= Provided passage =
Tomas Berdych knows what it’s like, trying to hold onto a wildly squirming fish he intends to eat long enough to bonk it on the head. He knows how tough it is to grab and wring the neck of a speedy chicken that doesn’t want to make the journey to the oven. But this time, unlike on some other occasions, Berdych finally got the job done—even if it wasn’t very pretty.
Today in Dubai, he ruined the connoisseur’s dream final when he survived three match points in the second set to roar back and knock off Roger Federer, 3-6, 7-6 (8), 6-4. Berdych will meet Novak Djokovic for the title tomorrow.
Ordinarily, Federer might shrug this off and say that this was “just one of those things.” Besides, Berdych is the No. 6-ranked player, and was a respectable 5-11 with Federer coming into today’s match, including a win in their previous meeting at last year’s U.S. Open quarterfinals.
However, the way Berdych was able to wrap up the win ought to give even the most rabid Federer partisan pause. Federer essentially threw the kitchen sink at Berdych, demonstrating two things by crunch time in the third set: That on a day when all other things are equal, he’s not entirely comfortable playing patient, baseline-based tennis against the 27-year-old, 6’5” Czech power player; and second, that nothing he could pull from his deep back of tricks was quite enough to derail Berdych.

= Dataset extract =

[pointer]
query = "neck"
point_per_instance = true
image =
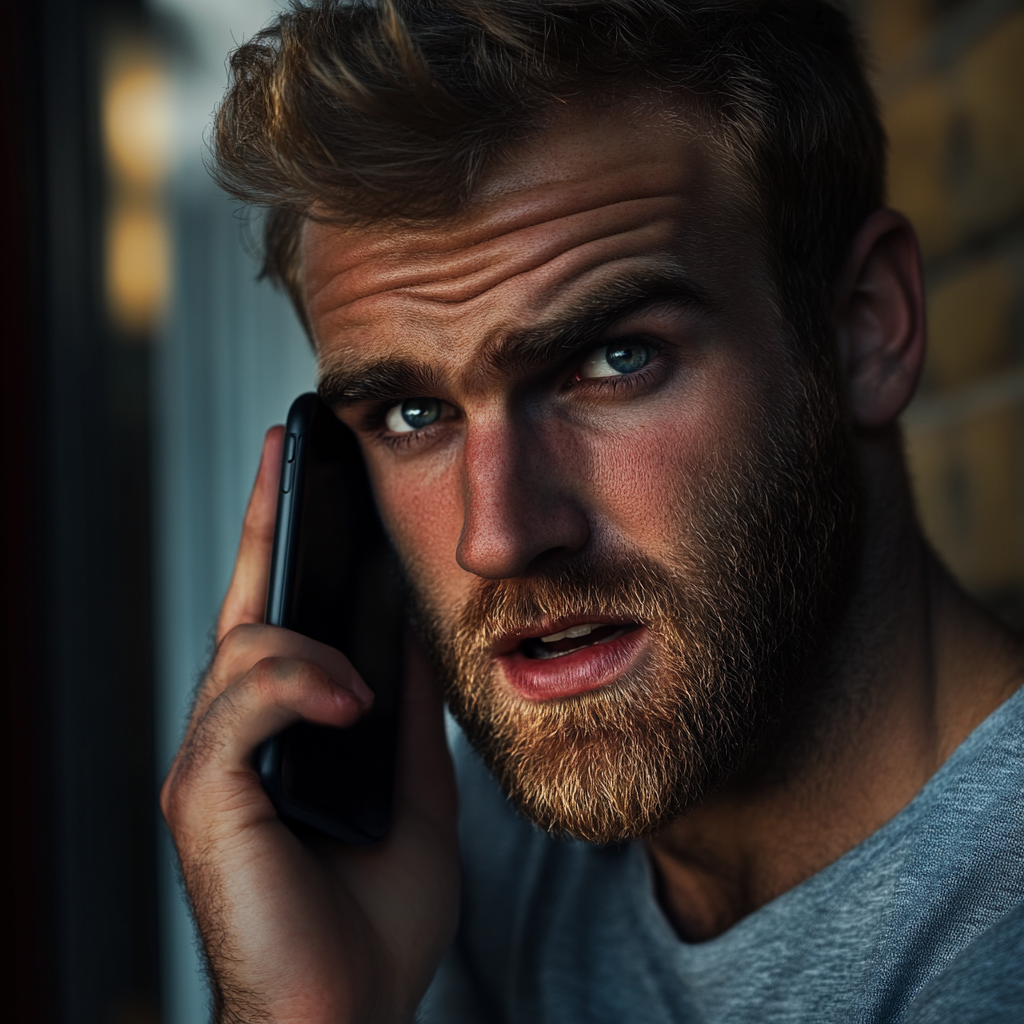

= Work instructions =
A. Answer these about the Dubai tennis article, one line each:
(i) What was the score of Berdych's win over Federer?
(ii) What was Berdych's record against Federer coming into the match?
(iii) How old and how tall is Berdych?
B. Can you copy the stretch of the Dubai tennis article from "Today in Dubai, he" through "the title tomorrow."?
C. Could you rewrite the Dubai tennis article's paragraph beginning "However, the way Berdych" as a short bulleted list that keeps its main facts?

= Solutions to the tasks =
A.
(i) 3-6, 7-6 (8), 6-4
(ii) 5-11
(iii) 27 years old and 6'5"

B.
Today in Dubai, he ruined the connoisseur’s dream final when he survived three match points in the second set to roar back and knock off Roger Federer, 3-6, 7-6 (8), 6-4. Berdych will meet Novak Djokovic for the title tomorrow.

C.
- The way Berdych closed out the win should give even the keenest Federer supporters pause.
- Federer threw everything he had at Berdych.
- By crunch time in the third set, two things were clear:
  - When all else is equal, Federer is not entirely comfortable playing patient, baseline-based tennis against the 27-year-old, 6'5" Czech power player.
  - None of Federer's many tricks was enough to derail Berdych.